Repeat the data below verbatim, line by line, but leave out the pictures.

● Source data:
__________

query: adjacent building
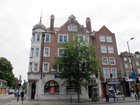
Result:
[26,15,100,100]
[119,51,140,96]
[94,26,122,97]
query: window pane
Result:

__________

● CORRECT ANSWER:
query: adjacent building
Result:
[26,15,100,100]
[119,51,140,96]
[94,26,122,97]
query: window pane
Result:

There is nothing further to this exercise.